Problem description ::
From the Dark Star reviews, repeat the passage between "Jawin | Feb" and "of the NKVD.", inclusive, swapping "espionage" for "spy".

Page extract ::
========

If one is to be critical, one has to say that the middle third of the book sacrifices pace for historical exposition. The dialogue is unnatural and used to download information rather than to develop character. In places I felt I was reading a textbook rather than a novel. But the historical content is so interesting that many readers won't mind this at all.
The quality of the writing in Dark Star is superb, particularly in the early part of the book and in the final section. Furst takes us into a world of intrigue and authenticates it with astonishing attention to period detail. This book is a great read, and in places a great novel. ( )
  Jawin | Feb 11, 2018 |
Excerpts from my original review on GR (Sep 23, 09):
-Dark Star is another smart, swiftly running espionage thriller from Alan Furst, set in Europe during the doom-infested years immediately preceding WWII. The tale is the tangled adventures of Andre Szara, Soviet Pravda journalist, as he finds himself slyly recruited into the clandestine workings of the NKVD.
-Furst tells a darkly harrowing story of Szara's assignments and double-dealings in Central Europe...
-The story reads true thanks to the author's deep research and immersion in European culture and history. He describes this and his other works as "near history". I'm convinced. ( )
  ThoughtPolice | Sep 17, 2017 |
One of Furst's earliest books and one of his best, I think. Much longer than most of his books, and a bit uneven near the end, but atmospheric to the core. Szara is a Pravda journalist stumbling on a secret history, and wandering Paris and Eastern Europe, in danger from all sides - Russia, German, and France. ( )

========

Data extract ::
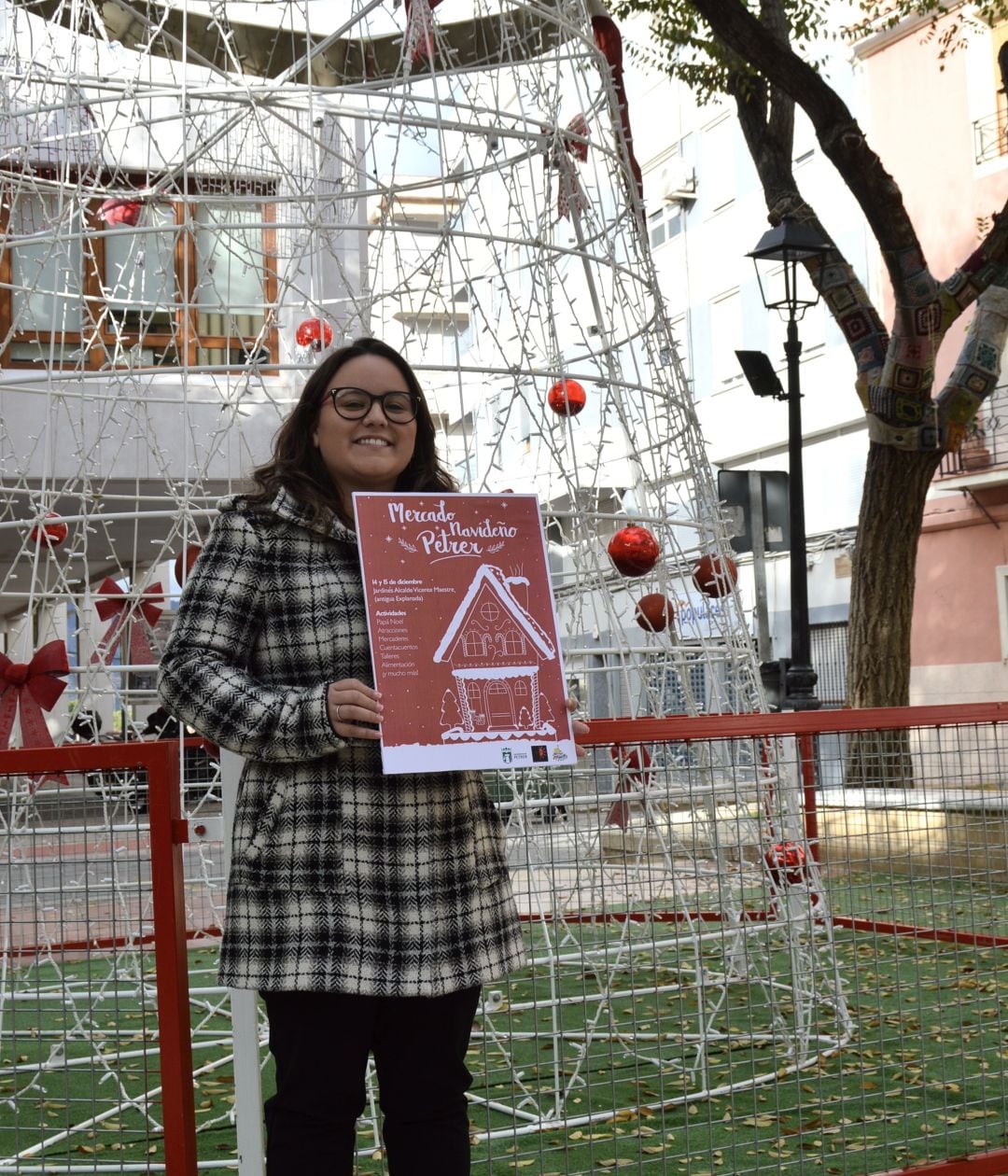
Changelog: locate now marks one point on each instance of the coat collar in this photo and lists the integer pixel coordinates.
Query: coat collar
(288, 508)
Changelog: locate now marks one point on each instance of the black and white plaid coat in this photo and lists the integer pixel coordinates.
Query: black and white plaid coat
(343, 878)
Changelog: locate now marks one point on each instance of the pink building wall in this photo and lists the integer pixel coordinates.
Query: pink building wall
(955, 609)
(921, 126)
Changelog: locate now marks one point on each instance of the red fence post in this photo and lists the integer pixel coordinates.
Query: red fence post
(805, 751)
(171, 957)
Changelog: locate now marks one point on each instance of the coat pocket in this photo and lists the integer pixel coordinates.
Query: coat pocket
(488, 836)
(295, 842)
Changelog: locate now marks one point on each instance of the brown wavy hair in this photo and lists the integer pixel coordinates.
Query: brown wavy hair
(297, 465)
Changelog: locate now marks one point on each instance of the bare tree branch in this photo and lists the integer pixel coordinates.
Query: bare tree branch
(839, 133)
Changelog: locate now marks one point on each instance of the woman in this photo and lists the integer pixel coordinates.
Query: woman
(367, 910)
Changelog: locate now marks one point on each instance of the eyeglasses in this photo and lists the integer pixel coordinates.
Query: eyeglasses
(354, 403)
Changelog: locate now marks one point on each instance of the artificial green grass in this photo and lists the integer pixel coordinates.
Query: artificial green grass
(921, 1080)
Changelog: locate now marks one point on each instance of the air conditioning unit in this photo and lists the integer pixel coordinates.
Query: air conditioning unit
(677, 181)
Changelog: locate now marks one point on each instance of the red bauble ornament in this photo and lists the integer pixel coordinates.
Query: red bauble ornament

========

Output ::
Jawin | Feb 11, 2018 |
Excerpts from my original review on GR (Sep 23, 09):
-Dark Star is another smart, swiftly running spy thriller from Alan Furst, set in Europe during the doom-infested years immediately preceding WWII. The tale is the tangled adventures of Andre Szara, Soviet Pravda journalist, as he finds himself slyly recruited into the clandestine workings of the NKVD.